Entries supplied:
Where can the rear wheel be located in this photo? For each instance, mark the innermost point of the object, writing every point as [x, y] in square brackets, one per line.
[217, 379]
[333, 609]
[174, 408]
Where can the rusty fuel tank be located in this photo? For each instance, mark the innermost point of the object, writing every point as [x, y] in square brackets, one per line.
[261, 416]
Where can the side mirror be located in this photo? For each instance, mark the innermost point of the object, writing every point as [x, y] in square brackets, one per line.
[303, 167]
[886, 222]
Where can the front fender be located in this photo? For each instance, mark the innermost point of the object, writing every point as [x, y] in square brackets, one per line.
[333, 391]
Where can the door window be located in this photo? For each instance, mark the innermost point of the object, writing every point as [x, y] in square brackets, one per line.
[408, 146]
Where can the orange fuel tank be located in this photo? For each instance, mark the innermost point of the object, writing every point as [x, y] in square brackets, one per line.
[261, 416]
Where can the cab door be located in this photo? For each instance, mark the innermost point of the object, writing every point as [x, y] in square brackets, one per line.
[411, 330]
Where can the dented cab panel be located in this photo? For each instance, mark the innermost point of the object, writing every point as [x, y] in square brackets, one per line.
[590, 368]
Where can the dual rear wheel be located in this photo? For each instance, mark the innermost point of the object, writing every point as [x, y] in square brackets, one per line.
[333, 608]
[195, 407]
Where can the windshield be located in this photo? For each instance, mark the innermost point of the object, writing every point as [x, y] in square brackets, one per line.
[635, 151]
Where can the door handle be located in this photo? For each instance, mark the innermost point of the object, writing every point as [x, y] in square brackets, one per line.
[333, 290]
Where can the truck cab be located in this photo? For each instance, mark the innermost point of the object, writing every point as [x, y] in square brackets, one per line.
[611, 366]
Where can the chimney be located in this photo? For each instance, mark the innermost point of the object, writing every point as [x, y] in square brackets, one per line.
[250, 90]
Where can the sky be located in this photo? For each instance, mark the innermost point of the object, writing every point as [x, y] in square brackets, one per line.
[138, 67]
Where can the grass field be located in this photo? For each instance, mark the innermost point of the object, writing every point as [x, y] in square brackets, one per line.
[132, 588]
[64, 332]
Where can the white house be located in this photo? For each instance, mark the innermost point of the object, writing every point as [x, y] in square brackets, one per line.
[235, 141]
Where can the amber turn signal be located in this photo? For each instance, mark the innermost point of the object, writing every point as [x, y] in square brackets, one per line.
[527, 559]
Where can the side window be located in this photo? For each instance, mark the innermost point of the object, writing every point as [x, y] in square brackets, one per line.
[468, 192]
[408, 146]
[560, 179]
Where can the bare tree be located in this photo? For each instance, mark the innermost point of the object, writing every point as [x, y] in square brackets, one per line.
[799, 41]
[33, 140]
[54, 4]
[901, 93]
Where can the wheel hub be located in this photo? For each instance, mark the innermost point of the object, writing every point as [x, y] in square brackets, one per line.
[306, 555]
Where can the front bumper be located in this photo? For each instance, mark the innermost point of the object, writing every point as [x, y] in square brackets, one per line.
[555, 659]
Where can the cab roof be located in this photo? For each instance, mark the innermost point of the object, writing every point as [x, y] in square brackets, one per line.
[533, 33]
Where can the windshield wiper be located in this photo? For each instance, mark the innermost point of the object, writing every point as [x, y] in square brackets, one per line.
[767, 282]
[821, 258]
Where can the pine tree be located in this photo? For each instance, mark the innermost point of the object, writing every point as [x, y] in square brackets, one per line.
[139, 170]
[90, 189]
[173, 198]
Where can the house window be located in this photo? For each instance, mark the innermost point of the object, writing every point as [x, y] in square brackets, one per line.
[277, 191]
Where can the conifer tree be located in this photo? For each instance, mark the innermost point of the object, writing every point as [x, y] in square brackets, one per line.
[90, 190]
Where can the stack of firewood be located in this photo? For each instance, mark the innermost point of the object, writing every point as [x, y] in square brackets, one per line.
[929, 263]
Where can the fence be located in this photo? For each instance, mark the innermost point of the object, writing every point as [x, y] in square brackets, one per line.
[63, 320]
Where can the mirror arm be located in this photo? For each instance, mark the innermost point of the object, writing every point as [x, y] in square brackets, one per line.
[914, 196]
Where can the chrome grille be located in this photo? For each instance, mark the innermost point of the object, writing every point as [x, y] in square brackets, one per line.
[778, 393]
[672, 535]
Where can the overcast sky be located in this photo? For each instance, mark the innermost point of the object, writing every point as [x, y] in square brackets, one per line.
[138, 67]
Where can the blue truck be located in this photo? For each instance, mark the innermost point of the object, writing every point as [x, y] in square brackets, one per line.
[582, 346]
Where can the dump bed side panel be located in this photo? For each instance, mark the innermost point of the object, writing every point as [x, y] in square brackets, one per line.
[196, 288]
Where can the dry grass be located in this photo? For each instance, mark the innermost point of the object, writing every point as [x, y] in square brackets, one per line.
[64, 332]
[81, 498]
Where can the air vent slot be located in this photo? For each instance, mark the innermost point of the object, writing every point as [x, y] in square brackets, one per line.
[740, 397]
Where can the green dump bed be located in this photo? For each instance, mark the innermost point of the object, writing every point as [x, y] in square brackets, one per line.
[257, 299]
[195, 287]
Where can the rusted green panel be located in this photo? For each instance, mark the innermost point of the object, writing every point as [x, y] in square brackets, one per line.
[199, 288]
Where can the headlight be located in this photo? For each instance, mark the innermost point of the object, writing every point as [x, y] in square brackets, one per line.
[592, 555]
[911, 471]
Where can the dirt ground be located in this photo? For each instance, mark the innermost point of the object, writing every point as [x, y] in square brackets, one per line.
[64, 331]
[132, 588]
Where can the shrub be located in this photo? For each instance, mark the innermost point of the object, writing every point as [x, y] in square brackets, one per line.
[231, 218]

Exercise brief:
Each entry above is to be quoted exactly.

Output below:
Where can the rear wheel be located in this photo? For each instance, mark the innermost point of the object, writing every point as [x, y] in square brackets, one per line.
[217, 379]
[333, 609]
[174, 408]
Where can the rusty fuel tank be located in this photo? For each instance, mark the innermost point of the object, writing every point as [x, y] in square brackets, one per line.
[261, 416]
Where can the side mirror be located in this photo? For each instance, mark the innermost point of the object, writing every point as [x, y] in square brackets, one per line.
[303, 167]
[886, 222]
Where can the front fender be located in this photo? For each instance, mark the innermost point of the object, writing every point as [x, y] in square brackets, one per line.
[333, 391]
Where can the door window be located in this photo? For each instance, mark the innermost point of the object, writing every point as [x, y] in square brackets, one per line.
[408, 146]
Where can the orange fuel tank be located in this photo? For each instance, mark the innermost point of the object, writing every point as [x, y] in square brackets, one per line.
[261, 416]
Where can the cab door be located in this photo? For each instance, mark the innermost point of the object, writing every point as [x, y] in square brackets, one per line.
[411, 330]
Where can the dented cab panel be located in this photo? For each instance, mark the innermost point of the object, writing every point as [x, y] in square brackets, one per line.
[590, 368]
Where can the dual rear wheel be located in this photo? For each instance, mark the innermost point of the object, writing every point as [x, y] in square brackets, one per line.
[333, 608]
[195, 407]
Where can the windshield be located in this photo? For each instance, mark the innermost point of the object, writing every point as [x, y] in square brackets, one per line.
[635, 151]
Where can the door handle be located in this photo? For each instance, mark the innermost point of the object, writing every point as [x, y] in square brackets, one per line.
[333, 290]
Where can the truck cab be located in this photo? For each instance, mark the innermost point of the object, writing every point as [x, y] in square brackets, one per line.
[611, 366]
Where can the chimney be located in this photo? For each instance, mark the innermost point of the object, writing every point as [x, y] in square brackets, one per line.
[250, 90]
Where can the sky be located in this photo? For each instance, mark the innermost point of the object, writing every point as [x, y] in square brackets, one per line.
[138, 67]
Where can the grass field be located in this photo? For each instance, mark the innermost point of the object, writing every point as [x, y] in square brackets, one per line.
[132, 588]
[64, 332]
Where can the white house be located in this photo? For each instance, mark the innermost point of the object, writing every point as [x, y] in square brackets, one per line.
[235, 141]
Where can the amber turn signal be located in this photo? For each instance, mark the innermost point of the object, writing every point as [x, y] in square brackets, one per line.
[527, 559]
Where can the side window be located in this photo? For each instance, mark the innermost point of the object, writing every point as [x, y] in square brackets, one per line.
[468, 192]
[408, 146]
[560, 179]
Where can the bare tree be located in this photo? For each instance, mark the innermost point of the object, writing every point as [x, y] in square brackets, one per line.
[799, 41]
[33, 140]
[54, 4]
[901, 93]
Where can the wheel hub be located in this photo? For each instance, mark the innermost point of the object, writing every point as [x, y] in square brackets, one per line.
[306, 555]
Where can the front bumper be located in this photo? For each instance, mark the innermost point of the object, writing every point as [x, y] in square brackets, one per line.
[555, 659]
Where can the cab roof be located in this photo? For each instance, mark the innermost point of the object, writing every point as [x, y] in square brackets, one per line.
[533, 33]
Where can the windshield wiper be located in this photo? For each instance, mark the innermost point of the object, writing every point as [x, y] in square brackets, one per line.
[767, 282]
[821, 258]
Where can the pine tree be located in this photo? For each instance, mark the innermost point of the object, writing every point as [x, y] in square brackets, one per line.
[139, 170]
[90, 189]
[173, 198]
Where can the house window be located in this photo? For each instance, mark the innermost point of the object, writing every point as [x, y] in square brackets, one per line.
[277, 191]
Where can the conifer tree be located in this photo? For each instance, mark the innermost point of the object, writing every point as [x, y] in square brackets, one per line.
[90, 190]
Where can the stack of firewood be located in this photo? For each instance, mark the innermost point of the object, writing every point as [x, y] in square brackets, one per line.
[929, 263]
Where can the fence be located in this photo? For each instance, mark the innermost point of the object, writing every point as [x, y] in square brackets, one per line.
[63, 320]
Where can the mirror arm be located in this photo? For each instance, mark the innermost point of the object, writing every point as [x, y] in square brackets, one per line.
[914, 196]
Where can the chrome grille be located in this photo? For each instance, mark the innermost point of the object, writing every point as [x, y] in square brackets, one per line.
[778, 393]
[672, 535]
Where can the overcast sky be located in this photo? For each instance, mark the innermost point of the object, writing every point as [x, y] in square brackets, one per line.
[138, 67]
Where can the blue truck be located in this photo? For each instance, mark the innermost point of the object, writing every point as [x, y] in square brackets, one per line.
[582, 346]
Where can the dump bed side panel be located in this photo? For each instance, mark the innermost point of the object, writing every point as [x, y] in square brackets, one per line.
[196, 288]
Where can the dry grass be located in this photo? For each instance, mark the innermost point of the object, writing every point as [x, y] in square brackets, one per line.
[64, 332]
[81, 498]
Where can the air vent slot be located in this photo? For each instance, mark the innermost point of the object, writing every point as [x, y] in square brackets, one per line.
[740, 397]
Where can the green dump bed be located in this photo? For each instance, mark the innermost point of the object, writing every point as [x, y] in square brackets, one per line.
[257, 299]
[195, 287]
Where can the rusted green panel be located in this photo? For each instance, mark the innermost point of the object, writing every point as [x, y] in square brackets, one per line.
[199, 288]
Where can the headlight be located in this photo? For each instance, mark the innermost point of the object, writing every point as [x, y] in square brackets, one per line.
[592, 555]
[911, 471]
Where can the dirt ground be located in this photo? For each instance, mark the innermost point of the object, writing every point as [x, y] in square brackets, one per line.
[64, 331]
[132, 588]
Where can the shrub be located in this photo? For each instance, mark the innermost point of the object, writing every point as [x, y] in square brackets, one per line.
[231, 218]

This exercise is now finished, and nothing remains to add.